◆ TASKS TO PERFORM ◆
A. List every file or place that the forum thread on making FreeBSD use UTF-8 system-wide names as somewhere the locale could be set.
B. Write the next post in the forum thread on making FreeBSD use UTF-8 system-wide, following on from its final sentence.

◆ READING PASSAGE ◆
- - - - -

So how can I make FreeBSD really system-wide UTF-8? The methods I tried don't work. Even the manual http://www.freebsd.org/doc/en_US.ISO8859-1/books/handbook/using-localization.html says editing profile files and login.conf, however it is not sufficient as you see.

If I don't want anything *ever* in any case by accident run with locale=C on my server where should I put this information?

Otherwise it will cause nothing but errors in a "unicode wannabe" environment.

Please tell me that I can do it. I just donated to the FreeBSD fund so I wouldn't want to change operating system for awhile.


----------



## Mage (Mar 19, 2012)

kpa said:
			
		

> Yeah, crontab(5) entries are run in non-login shell and it's probably easiest to just set LC_ALL directly in the crontab file.



The thing I would like to avoid is to set it at 10 different place and fail at 11th.

What if I put it to rc.conf or /etc/rc? I really want it to be system-wide.


----------



## kpa (Mar 19, 2012)

You don't want to change locale for root from the default "C", there are documented cases where building of ports fail with non standard locales. Also I'm not very convinced that all the system shell scripts are yet UTF-8 safe.


----------



## Mage (Mar 19, 2012)

kpa said:
			
		

> You don't want to change locale for root from the default "C", there are documented cases where building of ports fail with non standard locales. Also I'm not very convinced that all the system shell scripts are yet UTF-8 safe.



If I have to choose I would prefer failing at building a port instead of losing or corrupting user data. Failing at port building is something I see instantly. And none of the ports I use failed so far while I use UTF-8 as root.

Having "C" locale without knowing it causes hidden but serious errors. For example regular expressions will work differently. You won't see any error because they'll run fine but the result will be different. For example they won't recognize internationalized characters as alphanumeric. And your users will have very annoying issues with string validation and sorting. Without your applications ever throwing an exception. It is as bad as silent data corruption.

It already happened to me when an IDN email didn't get through a regular expression. I was lucky enough to compare the results from command line and crontab. Only one line had difference. If we receive it later maybe I will never notice.

- - - - -

◆ RECORDS SUPPLIED ◆
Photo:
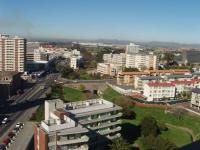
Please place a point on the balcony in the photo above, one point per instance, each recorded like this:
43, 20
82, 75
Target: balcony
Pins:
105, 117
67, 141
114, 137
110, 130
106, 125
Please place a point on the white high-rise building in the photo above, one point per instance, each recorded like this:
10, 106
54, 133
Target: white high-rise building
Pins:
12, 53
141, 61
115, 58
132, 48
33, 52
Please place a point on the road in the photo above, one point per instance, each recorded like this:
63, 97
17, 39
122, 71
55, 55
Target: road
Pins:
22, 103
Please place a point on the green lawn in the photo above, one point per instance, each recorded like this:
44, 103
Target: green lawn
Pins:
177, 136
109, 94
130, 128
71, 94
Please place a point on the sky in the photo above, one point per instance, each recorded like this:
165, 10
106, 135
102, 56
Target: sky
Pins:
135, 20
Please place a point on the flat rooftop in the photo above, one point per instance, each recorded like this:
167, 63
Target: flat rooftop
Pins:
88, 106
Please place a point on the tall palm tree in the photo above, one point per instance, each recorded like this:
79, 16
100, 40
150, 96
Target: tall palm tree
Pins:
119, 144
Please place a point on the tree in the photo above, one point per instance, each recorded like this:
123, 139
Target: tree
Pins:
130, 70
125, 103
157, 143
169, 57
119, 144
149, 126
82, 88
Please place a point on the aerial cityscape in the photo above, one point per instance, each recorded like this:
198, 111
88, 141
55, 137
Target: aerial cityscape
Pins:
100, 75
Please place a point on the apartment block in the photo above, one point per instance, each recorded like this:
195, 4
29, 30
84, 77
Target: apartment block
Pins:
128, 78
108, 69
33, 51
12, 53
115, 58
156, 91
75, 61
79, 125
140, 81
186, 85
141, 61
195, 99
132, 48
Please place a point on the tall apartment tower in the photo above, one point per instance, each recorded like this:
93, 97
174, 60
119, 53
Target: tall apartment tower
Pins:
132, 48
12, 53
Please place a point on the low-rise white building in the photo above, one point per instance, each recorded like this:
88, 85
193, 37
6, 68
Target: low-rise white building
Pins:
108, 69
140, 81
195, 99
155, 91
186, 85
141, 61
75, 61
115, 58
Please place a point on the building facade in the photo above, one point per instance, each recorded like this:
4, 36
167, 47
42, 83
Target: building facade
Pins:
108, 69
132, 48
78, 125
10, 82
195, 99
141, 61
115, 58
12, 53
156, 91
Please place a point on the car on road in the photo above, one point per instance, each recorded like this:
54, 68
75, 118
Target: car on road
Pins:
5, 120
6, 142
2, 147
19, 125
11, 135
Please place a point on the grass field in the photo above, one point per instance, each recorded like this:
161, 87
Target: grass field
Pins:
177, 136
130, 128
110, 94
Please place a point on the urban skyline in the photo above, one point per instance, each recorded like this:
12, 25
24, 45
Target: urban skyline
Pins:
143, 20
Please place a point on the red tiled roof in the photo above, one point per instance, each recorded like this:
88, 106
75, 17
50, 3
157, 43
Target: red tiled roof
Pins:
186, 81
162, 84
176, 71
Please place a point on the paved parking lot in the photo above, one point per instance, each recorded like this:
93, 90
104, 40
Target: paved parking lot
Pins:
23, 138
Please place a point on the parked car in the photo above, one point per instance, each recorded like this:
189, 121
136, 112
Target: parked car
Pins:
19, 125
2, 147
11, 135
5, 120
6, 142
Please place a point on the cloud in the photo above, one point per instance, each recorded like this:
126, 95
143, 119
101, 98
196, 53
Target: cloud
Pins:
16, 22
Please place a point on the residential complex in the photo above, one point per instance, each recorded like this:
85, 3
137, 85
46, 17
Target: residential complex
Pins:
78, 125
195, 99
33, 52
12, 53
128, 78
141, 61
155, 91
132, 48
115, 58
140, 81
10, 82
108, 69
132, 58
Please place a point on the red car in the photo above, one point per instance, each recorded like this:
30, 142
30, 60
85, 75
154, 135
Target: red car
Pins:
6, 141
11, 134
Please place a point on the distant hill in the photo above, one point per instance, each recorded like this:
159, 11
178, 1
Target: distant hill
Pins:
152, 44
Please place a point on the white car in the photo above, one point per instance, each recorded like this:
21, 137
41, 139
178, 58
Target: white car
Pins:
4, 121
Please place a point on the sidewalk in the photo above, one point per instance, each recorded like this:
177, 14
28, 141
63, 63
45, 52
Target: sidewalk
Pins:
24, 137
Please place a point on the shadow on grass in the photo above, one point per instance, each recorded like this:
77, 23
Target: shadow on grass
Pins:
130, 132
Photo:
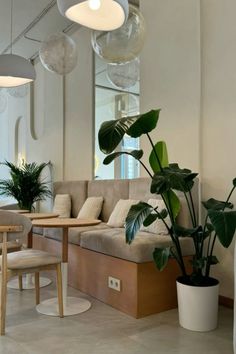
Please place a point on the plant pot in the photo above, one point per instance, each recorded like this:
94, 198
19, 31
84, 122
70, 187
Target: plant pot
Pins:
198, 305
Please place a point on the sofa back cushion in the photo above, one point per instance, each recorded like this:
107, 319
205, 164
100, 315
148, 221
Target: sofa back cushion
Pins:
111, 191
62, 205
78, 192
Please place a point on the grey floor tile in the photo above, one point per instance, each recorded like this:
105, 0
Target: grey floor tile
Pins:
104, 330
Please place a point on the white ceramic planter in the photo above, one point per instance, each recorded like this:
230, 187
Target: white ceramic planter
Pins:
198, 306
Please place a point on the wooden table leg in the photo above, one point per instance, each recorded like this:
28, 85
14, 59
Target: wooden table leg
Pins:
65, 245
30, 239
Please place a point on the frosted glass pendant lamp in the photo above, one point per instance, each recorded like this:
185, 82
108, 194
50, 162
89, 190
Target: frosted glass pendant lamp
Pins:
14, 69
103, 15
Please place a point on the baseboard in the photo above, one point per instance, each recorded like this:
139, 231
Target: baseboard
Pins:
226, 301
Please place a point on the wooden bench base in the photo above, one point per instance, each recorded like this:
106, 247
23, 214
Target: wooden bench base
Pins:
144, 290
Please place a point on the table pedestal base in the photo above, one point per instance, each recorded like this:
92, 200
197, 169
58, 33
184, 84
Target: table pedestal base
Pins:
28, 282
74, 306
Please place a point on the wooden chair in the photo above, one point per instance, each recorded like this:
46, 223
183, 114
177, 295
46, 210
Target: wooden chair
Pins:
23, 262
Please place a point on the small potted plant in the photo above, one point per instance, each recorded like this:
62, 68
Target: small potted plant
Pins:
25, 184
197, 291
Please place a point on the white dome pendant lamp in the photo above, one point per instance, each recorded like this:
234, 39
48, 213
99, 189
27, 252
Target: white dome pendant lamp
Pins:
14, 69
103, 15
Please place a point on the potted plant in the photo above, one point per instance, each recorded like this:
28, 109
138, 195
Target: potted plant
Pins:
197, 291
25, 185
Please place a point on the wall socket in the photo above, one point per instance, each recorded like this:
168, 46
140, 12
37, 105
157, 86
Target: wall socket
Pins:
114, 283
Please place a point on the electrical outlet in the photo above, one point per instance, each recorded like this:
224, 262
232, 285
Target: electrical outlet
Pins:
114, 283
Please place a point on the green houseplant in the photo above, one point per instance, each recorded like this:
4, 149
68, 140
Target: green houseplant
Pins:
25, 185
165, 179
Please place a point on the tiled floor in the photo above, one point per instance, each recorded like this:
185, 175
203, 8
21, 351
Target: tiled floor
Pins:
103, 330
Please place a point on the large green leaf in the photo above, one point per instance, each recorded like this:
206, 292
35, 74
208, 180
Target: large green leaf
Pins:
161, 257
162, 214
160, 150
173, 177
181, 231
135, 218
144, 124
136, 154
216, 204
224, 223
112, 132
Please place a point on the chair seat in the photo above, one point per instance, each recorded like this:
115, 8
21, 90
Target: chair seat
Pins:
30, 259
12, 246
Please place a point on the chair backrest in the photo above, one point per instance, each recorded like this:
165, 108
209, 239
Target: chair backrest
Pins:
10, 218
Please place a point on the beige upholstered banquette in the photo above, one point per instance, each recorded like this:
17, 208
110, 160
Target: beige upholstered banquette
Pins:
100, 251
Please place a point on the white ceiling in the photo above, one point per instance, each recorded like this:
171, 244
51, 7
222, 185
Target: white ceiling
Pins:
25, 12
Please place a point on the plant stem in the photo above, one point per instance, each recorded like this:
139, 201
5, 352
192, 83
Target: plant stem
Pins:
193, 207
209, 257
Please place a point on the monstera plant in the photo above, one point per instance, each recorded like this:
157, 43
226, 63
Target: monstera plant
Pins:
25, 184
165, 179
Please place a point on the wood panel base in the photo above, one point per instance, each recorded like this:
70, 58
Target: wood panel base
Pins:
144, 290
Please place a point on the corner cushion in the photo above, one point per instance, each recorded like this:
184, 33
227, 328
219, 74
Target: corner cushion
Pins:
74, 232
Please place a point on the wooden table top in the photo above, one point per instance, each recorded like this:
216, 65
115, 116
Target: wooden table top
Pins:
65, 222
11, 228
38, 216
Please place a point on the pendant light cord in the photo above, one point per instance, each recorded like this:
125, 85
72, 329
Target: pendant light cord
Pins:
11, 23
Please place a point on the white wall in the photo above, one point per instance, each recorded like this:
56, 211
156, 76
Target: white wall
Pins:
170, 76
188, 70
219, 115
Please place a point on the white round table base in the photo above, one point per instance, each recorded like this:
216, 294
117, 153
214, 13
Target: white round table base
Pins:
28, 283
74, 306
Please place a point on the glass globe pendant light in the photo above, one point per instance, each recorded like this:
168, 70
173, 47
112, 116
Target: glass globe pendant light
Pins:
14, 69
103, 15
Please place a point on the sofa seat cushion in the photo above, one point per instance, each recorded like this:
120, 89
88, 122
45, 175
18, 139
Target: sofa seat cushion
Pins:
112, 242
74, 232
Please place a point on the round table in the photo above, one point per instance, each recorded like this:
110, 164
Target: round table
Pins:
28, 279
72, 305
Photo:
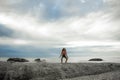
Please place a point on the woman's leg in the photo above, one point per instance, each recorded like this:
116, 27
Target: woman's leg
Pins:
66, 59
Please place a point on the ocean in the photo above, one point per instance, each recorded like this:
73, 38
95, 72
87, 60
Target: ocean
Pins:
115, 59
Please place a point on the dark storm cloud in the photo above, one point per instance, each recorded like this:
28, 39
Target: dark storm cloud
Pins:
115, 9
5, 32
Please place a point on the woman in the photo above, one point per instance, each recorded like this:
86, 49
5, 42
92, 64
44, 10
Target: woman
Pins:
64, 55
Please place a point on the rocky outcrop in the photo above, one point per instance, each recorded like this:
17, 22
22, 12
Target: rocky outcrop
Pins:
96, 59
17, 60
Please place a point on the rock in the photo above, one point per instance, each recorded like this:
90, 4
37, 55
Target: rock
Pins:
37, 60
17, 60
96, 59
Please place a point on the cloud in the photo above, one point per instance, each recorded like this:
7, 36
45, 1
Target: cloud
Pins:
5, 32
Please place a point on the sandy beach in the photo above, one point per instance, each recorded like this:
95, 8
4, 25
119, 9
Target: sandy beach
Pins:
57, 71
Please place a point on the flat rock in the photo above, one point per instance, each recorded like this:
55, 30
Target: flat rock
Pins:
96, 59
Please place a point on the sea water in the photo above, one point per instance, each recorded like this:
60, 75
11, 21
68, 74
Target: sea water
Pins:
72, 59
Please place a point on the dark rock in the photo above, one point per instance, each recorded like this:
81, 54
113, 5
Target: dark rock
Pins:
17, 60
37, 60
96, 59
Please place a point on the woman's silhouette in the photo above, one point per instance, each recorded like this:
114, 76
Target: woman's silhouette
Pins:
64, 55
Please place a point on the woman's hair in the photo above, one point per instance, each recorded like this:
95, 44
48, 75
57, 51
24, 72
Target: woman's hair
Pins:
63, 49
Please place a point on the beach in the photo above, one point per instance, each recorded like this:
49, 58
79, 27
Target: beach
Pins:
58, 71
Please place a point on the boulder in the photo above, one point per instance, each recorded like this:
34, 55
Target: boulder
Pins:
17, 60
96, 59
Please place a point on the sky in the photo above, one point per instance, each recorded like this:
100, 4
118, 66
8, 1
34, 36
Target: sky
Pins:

- - - - -

◆ RESULTS ◆
A. profile files, login.conf, the crontab file, rc.conf, /etc/rc

B.
This is the issue you want to avoid at multi-language websites. It is a 100% sure source of random errors in the future. Like having a single disk storage. It will fail for 100%. The only questions is that when will that happen. If you know that it will happen for sure, wouldn't you like to avoid?

Sooner or later you will forget to add export LANG=... to some of your crontab scripts. Or somewhere else where you shouldn't add to because you think you already set it. And when you run your tests it works fine.

It is sad that UTF-8 is still an issue in 2012. I am not bashing FreeBSD becuse it is a global problem. However I believe that many people setup FreeBSD for webservers like me. I already spent some time to figure out that PostgreSQL has hardcoded LC_CTYPE=C in it's FreeBSD rc.d initfile even when compiled with unicode (ICU) support. Also its unicode support didn't work with server version 9.1 some months ago with the very same options it worked fine with 9.0. And it didn't even tell that. It "only" made wrong string ordering. Which can cause much more serious problems than seeing lines in wrong order. It can even cause silently losing records as the btree index also might not work correctly. We had these issues in real already.

As a developer I feel spending too much time to forge systems to be real UTF-8 and not just "almost UTF-8". As UTF-8 is backward compatible to LATIN1 I also think this shouldn't be still an issue nowadays.

And I mean no offense and I see that you all try to help. Considering that I take the risk of failing with a port building where should I put that language info for all users and all cases?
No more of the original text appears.